▶ WHAT IS NEEDED: Select, from the material below, each line with "Find" in it.

▶ SUPPLIED ENTRIES:

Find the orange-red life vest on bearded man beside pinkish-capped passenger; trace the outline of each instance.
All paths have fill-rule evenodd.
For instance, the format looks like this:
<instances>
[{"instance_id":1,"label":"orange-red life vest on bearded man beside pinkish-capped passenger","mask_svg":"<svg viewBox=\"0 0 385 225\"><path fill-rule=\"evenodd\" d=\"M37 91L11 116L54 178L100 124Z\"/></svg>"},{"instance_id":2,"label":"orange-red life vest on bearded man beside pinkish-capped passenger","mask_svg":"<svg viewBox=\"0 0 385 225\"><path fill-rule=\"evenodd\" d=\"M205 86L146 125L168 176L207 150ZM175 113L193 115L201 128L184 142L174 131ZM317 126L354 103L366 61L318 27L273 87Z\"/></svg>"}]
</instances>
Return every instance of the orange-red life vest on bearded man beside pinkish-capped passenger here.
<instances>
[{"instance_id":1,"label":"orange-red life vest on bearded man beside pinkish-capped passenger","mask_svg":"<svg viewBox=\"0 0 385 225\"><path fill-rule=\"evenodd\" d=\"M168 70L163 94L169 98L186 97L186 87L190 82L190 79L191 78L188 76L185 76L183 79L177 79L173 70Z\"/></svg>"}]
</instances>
...
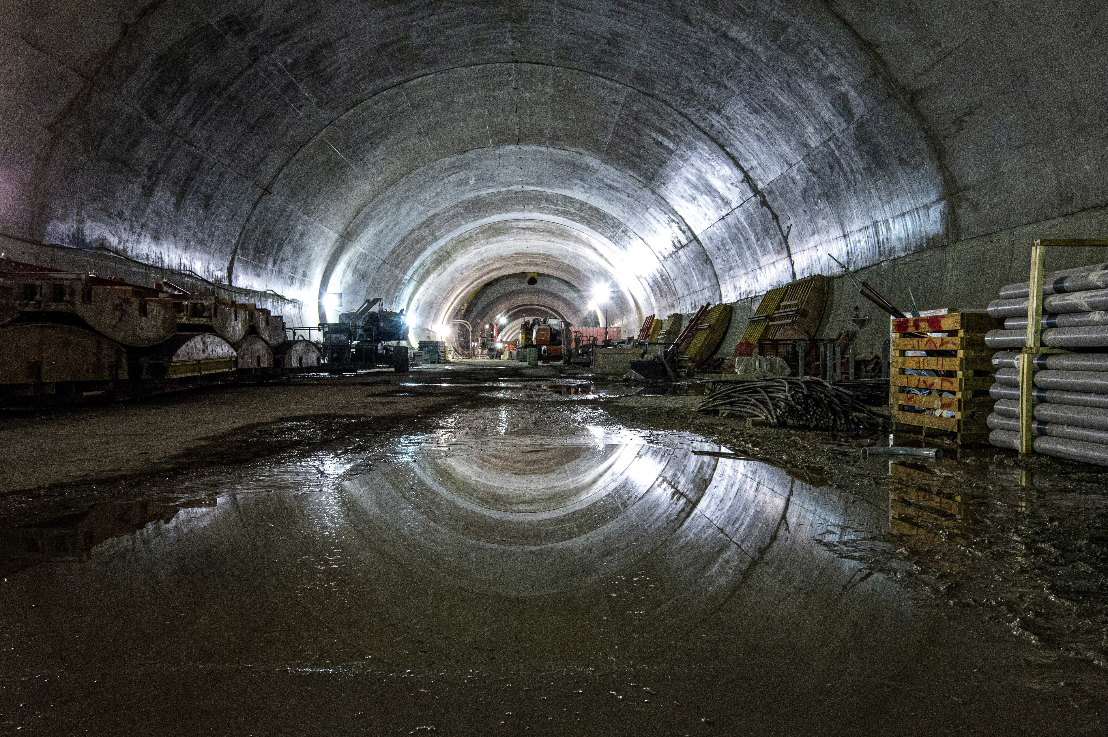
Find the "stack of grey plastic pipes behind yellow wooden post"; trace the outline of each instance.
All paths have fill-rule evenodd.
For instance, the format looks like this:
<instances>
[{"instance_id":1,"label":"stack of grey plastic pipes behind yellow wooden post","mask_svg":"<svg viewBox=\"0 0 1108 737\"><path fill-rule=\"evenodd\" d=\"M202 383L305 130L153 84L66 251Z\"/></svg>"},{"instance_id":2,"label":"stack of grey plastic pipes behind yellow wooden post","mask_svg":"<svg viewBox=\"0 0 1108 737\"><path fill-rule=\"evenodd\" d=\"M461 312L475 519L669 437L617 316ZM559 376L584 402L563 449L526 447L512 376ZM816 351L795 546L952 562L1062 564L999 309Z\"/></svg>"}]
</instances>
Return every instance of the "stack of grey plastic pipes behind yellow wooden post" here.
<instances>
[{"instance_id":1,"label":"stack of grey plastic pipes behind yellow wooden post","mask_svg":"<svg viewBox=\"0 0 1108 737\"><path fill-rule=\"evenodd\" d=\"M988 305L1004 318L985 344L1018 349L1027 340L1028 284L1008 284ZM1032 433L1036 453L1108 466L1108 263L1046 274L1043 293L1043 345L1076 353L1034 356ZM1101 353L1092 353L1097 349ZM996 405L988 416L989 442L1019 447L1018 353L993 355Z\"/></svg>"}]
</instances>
---
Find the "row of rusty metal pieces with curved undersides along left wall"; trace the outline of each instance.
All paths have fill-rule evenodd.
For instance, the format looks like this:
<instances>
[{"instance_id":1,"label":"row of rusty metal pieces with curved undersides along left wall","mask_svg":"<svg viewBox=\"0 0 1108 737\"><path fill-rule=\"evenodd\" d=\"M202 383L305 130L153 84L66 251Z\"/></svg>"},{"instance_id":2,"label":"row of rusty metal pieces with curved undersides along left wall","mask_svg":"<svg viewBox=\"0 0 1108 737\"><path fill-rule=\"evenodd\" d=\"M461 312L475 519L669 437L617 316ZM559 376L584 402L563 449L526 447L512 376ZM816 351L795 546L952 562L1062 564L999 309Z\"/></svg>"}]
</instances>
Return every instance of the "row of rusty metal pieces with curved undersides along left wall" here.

▶ FINISHED EXERCISE:
Find the orange-red life vest on bearded man beside pinkish-capped passenger; trace the outline of each instance.
Find the "stack of grey plastic pipes behind yellow wooden post"; trace the outline of each instance.
Find the "row of rusty metal pieces with curved undersides along left wall"; trace the outline of each instance.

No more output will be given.